_演習課題_
照明用電源装置の保持電流についての抜粋を、最後の文の次から書き継ぐこと。

_抜粋本文_
==========

そこで、特許文献1の従来技術として図2に記載されている保持電流回路のように、常時保持電流を流すことでTE型方式の調光器121の安定動作は可能となるが、スイッチング素子の損失が大きくなり、発熱などの問題が発生するため、実用的ではない。
【0021】
従来技術の回路で発生する問題について、図7ないし図9を参照して説明する。図7に示す特許文献1に記載の回路構成において、LE型およびTE型方式による保持電流波形を図8および図9に示す。
図8は、従来回路のLE型方式の保持電流を説明する図である。図8に示す入力電圧は、整流回路122の出力電圧波形であり、入力電圧が所定の電圧以下であれば、保持電流が流れる。すなわち、調光器121がオンする入力電圧の立ち上がり時と入力電圧が所定の電圧以下になった時に保持電流が流れる。この保持電流により調光器のトライアックの誤動作が防止される。
【0022】
一方、図9は、従来回路のTE型方式の保持電流を説明する図である。入力電圧の立ち上がり時、電圧波形の立ち上がりが緩やかであるため、所定の電圧になるまでの期間は保持電流が流れる。しかし、入力電圧の立ち下がり時、すなわち、調光器のトライアックがオフする時は、急峻な立ち下がり波形となるため、所定電圧以下になる期間はほとんどなく保持電流が流れない。
【先行技術文献】
【特許文献】
【0023】
【文献】特開2013-251057号公報
【発明の概要】
【発明が解決しようとする課題】
【0024】
よって、特許文献1に記載の照用電源装置は、TE型方式と組合せた場合、保持電流を十分に流すことができないため、誤動作が発生しLEDのチラツキなどが発生するという問題があった。
【0025】
本発明は上記の事情を考慮してなされたもので、調光器の位相制御方式がLE型またはTE型のいずれであっても、トライアックに保持電流を適切に流すことでトライアックの誤動作を防止する照明用電源装置を提供することを課題とする。

==========

_提示資料_
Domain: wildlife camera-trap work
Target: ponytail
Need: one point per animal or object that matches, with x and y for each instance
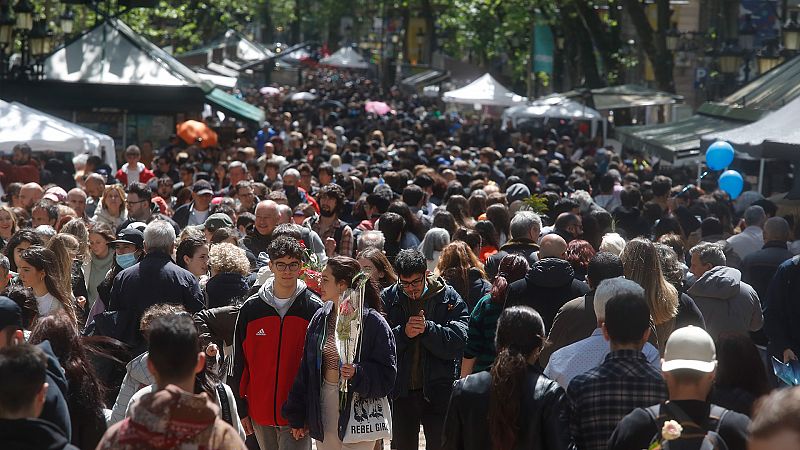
(505, 401)
(519, 335)
(499, 288)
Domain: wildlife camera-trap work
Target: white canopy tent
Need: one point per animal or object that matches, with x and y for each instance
(345, 58)
(555, 107)
(20, 124)
(485, 91)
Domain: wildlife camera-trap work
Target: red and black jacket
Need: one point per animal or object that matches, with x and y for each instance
(267, 354)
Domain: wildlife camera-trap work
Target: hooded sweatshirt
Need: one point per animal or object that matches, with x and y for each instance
(172, 418)
(282, 305)
(549, 284)
(32, 434)
(728, 304)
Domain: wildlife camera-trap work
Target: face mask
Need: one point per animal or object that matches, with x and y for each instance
(126, 260)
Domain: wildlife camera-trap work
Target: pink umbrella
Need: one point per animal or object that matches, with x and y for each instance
(269, 91)
(379, 108)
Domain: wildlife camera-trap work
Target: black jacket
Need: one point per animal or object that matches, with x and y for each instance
(56, 410)
(156, 279)
(442, 344)
(549, 284)
(524, 247)
(32, 434)
(541, 416)
(376, 364)
(759, 267)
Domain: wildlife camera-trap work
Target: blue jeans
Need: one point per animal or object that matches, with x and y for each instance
(279, 438)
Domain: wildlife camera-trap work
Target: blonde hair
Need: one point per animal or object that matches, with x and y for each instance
(14, 226)
(454, 264)
(118, 188)
(228, 258)
(61, 245)
(641, 264)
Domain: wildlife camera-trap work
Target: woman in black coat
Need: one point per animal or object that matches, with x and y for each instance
(519, 405)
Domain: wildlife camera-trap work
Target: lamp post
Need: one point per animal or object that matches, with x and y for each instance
(768, 57)
(67, 21)
(420, 44)
(672, 37)
(791, 33)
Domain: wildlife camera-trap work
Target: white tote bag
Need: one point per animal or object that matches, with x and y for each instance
(370, 420)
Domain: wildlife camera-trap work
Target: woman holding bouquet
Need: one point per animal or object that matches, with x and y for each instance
(318, 406)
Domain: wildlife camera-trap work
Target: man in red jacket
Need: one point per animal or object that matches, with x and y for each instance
(268, 346)
(133, 171)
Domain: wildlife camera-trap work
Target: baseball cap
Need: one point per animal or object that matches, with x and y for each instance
(55, 194)
(217, 221)
(10, 313)
(690, 348)
(130, 236)
(201, 187)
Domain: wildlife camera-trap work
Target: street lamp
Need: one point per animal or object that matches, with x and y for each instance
(791, 33)
(67, 20)
(24, 11)
(730, 59)
(768, 57)
(420, 43)
(747, 34)
(672, 37)
(41, 39)
(7, 23)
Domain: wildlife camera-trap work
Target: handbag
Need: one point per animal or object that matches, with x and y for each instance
(370, 418)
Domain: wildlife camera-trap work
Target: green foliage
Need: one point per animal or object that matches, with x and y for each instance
(537, 203)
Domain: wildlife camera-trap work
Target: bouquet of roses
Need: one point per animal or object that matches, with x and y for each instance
(311, 272)
(348, 323)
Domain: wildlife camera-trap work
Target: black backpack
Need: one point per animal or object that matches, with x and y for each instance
(693, 436)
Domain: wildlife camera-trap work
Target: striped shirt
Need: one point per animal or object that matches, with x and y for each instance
(601, 397)
(480, 335)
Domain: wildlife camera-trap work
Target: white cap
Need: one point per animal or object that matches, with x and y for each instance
(690, 348)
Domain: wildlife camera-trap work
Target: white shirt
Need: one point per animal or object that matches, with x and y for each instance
(578, 358)
(133, 172)
(197, 217)
(750, 240)
(48, 304)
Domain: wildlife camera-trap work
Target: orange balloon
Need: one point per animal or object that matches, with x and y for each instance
(194, 132)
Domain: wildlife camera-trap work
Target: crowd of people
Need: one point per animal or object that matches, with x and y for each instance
(524, 291)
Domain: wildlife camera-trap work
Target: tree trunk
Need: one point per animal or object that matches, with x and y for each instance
(429, 13)
(652, 42)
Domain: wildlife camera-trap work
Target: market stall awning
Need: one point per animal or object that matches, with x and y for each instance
(676, 142)
(112, 53)
(774, 136)
(345, 58)
(426, 78)
(43, 132)
(630, 96)
(485, 91)
(234, 106)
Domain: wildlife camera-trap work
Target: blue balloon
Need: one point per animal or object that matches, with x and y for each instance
(719, 155)
(731, 182)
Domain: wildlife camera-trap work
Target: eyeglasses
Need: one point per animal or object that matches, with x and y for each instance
(411, 284)
(283, 267)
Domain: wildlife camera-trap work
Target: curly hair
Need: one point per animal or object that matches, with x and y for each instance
(520, 332)
(228, 258)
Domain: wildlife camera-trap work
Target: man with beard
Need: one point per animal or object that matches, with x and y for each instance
(337, 235)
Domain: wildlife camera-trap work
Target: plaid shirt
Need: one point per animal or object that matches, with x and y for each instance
(345, 248)
(601, 397)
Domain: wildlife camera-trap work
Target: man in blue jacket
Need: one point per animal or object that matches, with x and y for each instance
(55, 408)
(429, 322)
(782, 311)
(156, 279)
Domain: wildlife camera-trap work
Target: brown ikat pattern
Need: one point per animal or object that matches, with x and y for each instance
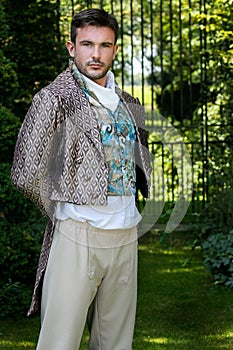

==========

_解答例_
【課題を解決するための手段】
【0026】
本発明に係わる照明用電源装置は、交流入力の任意の位相角で交流入力を導通または遮断させるトライアックを有する位相制御方式の調光器と、調光器により位相制御された交流入力電圧を整流する整流回路と、トライアックの導通または遮断状態を維持させるための保持電流を流す保持電流制御部とを備えた照明用電源装置において、保持電流制御部は、少なくとも互いに直列に接続された第1のスイッチング素子、第1の電流制御素子および第1の抵抗を含んで整流回路の出力側に接続して電流通路を形成し、第1のスイッチング素子をオンさせ、第1の電流制御素子に流れる電流を制御して保持電流を第1の抵抗を経由して流すように構成し、トライアックにより交流入力が遮断される位相角が大きくなるにつれて第1の電流制御素子に流れる電流を増加させるように構成されたことを特徴とする照明用電源装置である。
【0027】
この構成によれば、トライアックにより交流入力が遮断される位相角が大きくなるにつれて第1の電流制御素子に流れる電流が増加し、当該電流が保持電流として機能するので、TE型方式の調光器が接続された場合であっても、保持電流が必要なタイミング(位相角)で保持電流を流すことができる。よって、保持電流を、TE型方式またはLE型方式のいずれであっても適切に流すことができ、トライアックの誤動作を防止することができる。
【0028】
この場合、保持電流制御部は、第1のスイッチング素子を有し、当該第1のスイッチング素子が整流回路の出力電圧に基づいてオン/オフ制御される保持電流回路と、整流回路の出力電圧に基づいて矩形波状の出力波形を生成する矩形波生成回路と、第1の電流制御素子を含み、矩形波生成回路の出力に基づき第1の電流制御素子に流れる電流を制御して保持電流を調整する保持電流調整回路で構成することができる。
【0029】
この構成によれば、整流回路の出力電圧に基づいて生成された矩形波状の出力波形に基づいて第1の電流制御素子に流れる電流が制御されるので、交流入力の位相角にあわせて保持電流が調整されることで、トライアックの誤動作を防止することができる。
【0030】
また、本発明の保持電流回路は、整流回路の出力電圧が第1の閾値(所定の電圧)を超えると第1のスイッチング素子がオンし、電流通路に保持電流を流し、整流回路の出力電圧が第1の閾値以下に低下すると第1のスイッチング素子がオフして、保持電流を流さないように構成されたことを特徴とする。
【0031】
この構成によれば、トライアックが導通しまたは遮断するときに、整流後の電圧が所定の電圧(第1の閾値)を超えていれば、適切に保持電流を流すことができる。
【0032】
また、本発明の矩形波生成回路は、第2のスイッチング素子を含み、整流回路の出力電圧を検出し、検出した電圧が第2の閾値を超えると第2のスイッチング素子をオフし、検出した電圧が第2の閾値以下に低下すると第2のスイッチング素子をオンして矩形波状の出力波形を生成するように構成されたことを特徴とする。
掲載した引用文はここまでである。